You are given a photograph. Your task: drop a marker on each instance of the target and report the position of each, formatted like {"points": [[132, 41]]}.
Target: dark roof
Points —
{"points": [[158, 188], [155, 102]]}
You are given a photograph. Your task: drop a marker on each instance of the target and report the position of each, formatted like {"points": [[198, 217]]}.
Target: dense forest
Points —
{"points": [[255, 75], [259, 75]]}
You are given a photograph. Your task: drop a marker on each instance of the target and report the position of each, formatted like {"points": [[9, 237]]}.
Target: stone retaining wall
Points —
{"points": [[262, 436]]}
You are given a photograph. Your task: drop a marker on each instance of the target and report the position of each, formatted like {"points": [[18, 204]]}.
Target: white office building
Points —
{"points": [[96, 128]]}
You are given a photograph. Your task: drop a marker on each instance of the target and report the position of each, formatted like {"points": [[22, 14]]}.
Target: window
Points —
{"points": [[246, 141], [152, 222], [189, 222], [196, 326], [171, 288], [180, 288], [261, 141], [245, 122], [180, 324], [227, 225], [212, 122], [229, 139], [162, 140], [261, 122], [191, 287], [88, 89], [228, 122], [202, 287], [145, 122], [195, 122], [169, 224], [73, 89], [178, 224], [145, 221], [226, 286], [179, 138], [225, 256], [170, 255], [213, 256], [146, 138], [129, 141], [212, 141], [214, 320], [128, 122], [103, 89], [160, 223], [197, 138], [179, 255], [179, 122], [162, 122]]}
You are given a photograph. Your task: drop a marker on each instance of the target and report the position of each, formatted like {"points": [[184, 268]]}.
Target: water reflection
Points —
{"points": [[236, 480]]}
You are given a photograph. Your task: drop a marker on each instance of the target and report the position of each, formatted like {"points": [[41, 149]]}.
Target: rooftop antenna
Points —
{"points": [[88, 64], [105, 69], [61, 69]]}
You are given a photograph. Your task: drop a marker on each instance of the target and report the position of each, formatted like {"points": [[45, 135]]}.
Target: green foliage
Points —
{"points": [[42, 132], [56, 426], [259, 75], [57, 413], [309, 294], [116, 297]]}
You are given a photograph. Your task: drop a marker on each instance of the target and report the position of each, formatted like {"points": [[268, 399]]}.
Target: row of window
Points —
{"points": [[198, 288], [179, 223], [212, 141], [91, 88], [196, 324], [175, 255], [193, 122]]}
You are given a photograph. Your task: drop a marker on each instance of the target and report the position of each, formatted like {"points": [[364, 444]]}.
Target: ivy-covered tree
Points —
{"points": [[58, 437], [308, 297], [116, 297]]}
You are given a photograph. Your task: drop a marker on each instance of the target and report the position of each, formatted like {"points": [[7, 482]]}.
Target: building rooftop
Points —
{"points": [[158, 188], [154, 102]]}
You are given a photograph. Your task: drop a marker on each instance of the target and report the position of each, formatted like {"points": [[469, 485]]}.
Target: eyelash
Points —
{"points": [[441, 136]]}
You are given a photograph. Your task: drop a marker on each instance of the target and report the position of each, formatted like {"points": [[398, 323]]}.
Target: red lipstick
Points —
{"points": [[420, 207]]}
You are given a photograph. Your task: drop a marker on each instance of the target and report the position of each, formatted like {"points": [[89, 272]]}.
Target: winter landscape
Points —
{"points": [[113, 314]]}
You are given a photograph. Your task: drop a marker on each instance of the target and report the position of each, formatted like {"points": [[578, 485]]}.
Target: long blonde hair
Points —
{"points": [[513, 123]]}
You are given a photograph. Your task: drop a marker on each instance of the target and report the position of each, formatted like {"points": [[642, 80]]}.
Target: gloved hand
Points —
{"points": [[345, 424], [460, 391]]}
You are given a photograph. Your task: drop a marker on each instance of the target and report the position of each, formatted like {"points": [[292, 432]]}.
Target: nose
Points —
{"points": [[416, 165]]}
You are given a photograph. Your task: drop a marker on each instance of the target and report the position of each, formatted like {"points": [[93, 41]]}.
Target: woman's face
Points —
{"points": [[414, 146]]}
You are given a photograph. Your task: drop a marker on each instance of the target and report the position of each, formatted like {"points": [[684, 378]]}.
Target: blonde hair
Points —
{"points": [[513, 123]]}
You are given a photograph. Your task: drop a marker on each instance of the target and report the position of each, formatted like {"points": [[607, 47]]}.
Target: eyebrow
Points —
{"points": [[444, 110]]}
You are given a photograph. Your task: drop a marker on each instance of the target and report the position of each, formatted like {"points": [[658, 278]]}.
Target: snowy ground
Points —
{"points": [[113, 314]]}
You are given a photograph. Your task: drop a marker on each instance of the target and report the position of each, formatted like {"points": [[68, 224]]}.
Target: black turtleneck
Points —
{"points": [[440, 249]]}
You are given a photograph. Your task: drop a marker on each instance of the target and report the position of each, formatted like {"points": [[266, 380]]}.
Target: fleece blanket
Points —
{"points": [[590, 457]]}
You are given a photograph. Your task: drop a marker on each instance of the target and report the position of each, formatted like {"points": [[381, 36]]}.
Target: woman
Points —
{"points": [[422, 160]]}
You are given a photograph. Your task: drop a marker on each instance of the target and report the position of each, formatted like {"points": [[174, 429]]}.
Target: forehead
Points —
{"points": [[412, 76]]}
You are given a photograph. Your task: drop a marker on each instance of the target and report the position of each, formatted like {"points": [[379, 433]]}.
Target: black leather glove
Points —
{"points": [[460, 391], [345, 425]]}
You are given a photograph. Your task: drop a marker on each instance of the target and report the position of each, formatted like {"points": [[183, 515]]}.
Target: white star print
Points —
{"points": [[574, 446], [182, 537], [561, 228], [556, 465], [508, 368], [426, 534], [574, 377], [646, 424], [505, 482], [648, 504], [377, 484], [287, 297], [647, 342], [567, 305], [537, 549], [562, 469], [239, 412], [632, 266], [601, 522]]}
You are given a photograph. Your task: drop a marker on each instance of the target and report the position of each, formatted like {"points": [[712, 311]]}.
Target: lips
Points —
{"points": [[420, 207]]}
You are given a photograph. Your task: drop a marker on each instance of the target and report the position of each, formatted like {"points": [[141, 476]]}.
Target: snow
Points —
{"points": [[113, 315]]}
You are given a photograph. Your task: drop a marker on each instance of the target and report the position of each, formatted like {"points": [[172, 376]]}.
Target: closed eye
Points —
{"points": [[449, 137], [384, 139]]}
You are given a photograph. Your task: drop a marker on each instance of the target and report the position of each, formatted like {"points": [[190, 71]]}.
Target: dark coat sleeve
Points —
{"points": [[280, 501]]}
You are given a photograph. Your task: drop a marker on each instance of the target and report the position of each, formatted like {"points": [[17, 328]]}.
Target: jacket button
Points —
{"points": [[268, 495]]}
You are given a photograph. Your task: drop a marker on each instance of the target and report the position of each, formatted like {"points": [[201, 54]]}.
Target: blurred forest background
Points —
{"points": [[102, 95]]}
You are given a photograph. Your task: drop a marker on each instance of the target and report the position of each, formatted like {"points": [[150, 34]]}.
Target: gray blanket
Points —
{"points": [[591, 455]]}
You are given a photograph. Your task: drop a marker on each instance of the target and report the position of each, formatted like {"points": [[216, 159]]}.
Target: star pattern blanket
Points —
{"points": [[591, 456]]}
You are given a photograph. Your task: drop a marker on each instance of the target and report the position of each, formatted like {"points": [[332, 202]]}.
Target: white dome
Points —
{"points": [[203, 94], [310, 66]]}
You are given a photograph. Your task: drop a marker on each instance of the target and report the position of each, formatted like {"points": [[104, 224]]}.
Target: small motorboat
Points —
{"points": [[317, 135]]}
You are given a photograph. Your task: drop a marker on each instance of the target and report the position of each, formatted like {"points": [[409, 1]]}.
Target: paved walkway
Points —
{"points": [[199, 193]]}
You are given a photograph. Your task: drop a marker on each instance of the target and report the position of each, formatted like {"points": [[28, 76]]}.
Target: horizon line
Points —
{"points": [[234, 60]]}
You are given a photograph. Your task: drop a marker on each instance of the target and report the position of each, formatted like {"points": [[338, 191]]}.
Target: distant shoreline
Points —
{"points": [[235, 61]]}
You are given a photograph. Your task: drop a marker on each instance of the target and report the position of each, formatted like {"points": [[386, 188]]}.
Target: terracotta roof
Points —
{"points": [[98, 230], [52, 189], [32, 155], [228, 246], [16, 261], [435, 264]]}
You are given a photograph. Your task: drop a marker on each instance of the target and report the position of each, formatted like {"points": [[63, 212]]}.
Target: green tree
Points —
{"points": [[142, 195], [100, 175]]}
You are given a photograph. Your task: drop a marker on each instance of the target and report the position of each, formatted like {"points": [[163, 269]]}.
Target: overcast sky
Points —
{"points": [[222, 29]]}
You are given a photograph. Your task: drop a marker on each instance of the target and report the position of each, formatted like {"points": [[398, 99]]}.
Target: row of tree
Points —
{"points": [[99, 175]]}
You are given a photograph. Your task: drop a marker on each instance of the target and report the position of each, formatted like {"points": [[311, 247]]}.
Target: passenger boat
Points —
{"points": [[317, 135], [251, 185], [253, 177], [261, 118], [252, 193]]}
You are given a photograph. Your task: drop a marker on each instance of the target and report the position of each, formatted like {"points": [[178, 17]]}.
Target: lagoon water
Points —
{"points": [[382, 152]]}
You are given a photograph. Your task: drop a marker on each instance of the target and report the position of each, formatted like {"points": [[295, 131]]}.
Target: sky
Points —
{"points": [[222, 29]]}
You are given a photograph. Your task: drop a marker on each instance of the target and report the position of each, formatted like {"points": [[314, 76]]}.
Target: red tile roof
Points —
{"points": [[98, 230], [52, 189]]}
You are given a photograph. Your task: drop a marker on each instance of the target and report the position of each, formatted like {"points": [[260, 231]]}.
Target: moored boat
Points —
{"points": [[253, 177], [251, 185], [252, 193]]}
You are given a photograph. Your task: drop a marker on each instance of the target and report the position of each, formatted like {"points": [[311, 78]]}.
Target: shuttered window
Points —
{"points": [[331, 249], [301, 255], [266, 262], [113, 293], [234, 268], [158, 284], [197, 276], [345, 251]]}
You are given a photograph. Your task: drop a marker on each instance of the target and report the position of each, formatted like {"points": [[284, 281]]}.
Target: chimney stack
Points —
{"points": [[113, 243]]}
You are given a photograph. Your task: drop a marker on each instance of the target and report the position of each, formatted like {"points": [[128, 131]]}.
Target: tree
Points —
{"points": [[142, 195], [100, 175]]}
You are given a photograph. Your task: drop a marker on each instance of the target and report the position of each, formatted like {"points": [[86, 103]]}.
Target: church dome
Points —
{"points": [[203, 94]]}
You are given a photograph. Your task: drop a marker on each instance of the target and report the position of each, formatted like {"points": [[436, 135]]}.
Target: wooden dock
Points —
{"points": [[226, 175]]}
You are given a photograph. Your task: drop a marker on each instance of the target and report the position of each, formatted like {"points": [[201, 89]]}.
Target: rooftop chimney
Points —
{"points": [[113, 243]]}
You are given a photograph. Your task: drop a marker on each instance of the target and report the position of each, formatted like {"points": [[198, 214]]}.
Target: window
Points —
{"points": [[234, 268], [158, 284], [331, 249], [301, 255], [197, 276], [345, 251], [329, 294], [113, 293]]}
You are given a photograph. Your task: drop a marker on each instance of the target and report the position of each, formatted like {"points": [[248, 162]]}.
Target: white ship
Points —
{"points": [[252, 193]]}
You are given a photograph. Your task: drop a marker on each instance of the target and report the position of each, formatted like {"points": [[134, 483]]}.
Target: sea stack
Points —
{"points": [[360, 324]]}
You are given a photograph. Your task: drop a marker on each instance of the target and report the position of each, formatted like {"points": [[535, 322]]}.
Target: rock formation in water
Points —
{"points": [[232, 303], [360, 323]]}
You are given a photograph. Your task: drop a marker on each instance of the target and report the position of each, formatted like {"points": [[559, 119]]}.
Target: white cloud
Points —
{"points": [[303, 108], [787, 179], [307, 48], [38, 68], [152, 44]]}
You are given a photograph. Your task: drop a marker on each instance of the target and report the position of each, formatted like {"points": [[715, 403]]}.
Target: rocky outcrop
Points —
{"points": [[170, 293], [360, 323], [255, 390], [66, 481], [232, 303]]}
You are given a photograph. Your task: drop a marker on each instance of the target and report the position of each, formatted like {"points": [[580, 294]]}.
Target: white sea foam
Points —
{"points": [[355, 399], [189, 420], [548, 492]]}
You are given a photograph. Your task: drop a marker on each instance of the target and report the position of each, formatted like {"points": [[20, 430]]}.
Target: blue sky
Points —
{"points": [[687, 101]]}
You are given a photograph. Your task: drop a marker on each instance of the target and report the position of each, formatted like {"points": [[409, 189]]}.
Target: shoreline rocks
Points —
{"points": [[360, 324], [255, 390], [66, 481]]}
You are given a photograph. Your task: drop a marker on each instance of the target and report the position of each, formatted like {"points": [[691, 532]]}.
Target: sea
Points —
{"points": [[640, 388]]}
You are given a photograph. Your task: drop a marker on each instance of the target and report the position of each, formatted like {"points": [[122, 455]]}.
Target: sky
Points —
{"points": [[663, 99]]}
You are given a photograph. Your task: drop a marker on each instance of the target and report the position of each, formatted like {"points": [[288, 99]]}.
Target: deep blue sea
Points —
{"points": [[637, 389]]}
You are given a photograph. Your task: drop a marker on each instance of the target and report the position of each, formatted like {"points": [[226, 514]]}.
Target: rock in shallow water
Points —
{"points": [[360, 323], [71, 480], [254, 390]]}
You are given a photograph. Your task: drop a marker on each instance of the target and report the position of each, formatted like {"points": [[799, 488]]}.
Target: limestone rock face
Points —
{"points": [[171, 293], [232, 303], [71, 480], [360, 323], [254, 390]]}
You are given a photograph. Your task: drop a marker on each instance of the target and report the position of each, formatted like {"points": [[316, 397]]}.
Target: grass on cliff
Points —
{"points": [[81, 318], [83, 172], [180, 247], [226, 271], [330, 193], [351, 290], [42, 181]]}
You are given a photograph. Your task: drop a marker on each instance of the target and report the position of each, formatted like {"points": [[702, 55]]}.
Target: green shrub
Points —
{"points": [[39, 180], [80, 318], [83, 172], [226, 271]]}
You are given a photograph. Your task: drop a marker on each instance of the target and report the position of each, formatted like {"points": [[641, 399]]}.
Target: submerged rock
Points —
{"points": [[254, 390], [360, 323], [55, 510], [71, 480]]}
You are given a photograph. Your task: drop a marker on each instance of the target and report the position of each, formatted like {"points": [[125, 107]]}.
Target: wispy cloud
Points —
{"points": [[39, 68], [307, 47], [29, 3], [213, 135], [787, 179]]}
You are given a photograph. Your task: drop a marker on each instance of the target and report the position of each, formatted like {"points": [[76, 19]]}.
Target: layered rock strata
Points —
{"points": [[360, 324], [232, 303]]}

**What to produce**
From the listing above, count the lines that include the word "tree" and give the total alone.

**Solution to this task**
4